[Collection entries]
.....

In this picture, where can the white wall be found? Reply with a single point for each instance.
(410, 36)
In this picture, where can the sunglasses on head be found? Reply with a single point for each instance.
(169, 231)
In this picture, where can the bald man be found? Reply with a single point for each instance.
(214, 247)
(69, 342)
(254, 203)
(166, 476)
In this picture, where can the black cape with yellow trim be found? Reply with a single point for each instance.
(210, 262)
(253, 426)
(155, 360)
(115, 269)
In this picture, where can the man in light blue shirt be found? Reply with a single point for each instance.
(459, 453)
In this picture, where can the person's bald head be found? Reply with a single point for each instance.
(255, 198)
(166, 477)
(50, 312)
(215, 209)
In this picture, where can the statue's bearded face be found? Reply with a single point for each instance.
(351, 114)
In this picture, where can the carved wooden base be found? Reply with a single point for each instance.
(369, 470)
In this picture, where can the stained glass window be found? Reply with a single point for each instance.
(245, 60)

.....

What the exercise asks:
Copy every one of the lines above word for word, without changing or leaving out anything.

Output for this exercise:
In this picture, where can the white wall be found? Reply with a single point for each instance.
(410, 36)
In this picture, where can the sunglasses on head be found? Reply with a single point for each instance.
(169, 231)
In this picture, where can the bald man be found? Reply with a single point for each instance.
(214, 247)
(69, 342)
(254, 203)
(166, 476)
In this picture, where can the black cape with yellow trim be found? Reply with a single point for each instance.
(210, 262)
(253, 426)
(155, 360)
(115, 269)
In this picture, where can the man in light blue shirt be found? Reply with a single point for each instance.
(459, 453)
In this picture, where can the person's bald head be found? Reply with a single point for each instance.
(255, 198)
(166, 477)
(50, 312)
(215, 209)
In this picture, where can the statue's bearded face be found? Reply with a single point for each instance.
(351, 114)
In this picture, where can the carved wooden base be found? Reply with a single point for each instance.
(369, 470)
In this picture, where can the stained glass window be found? Reply with a single point for each instance.
(245, 60)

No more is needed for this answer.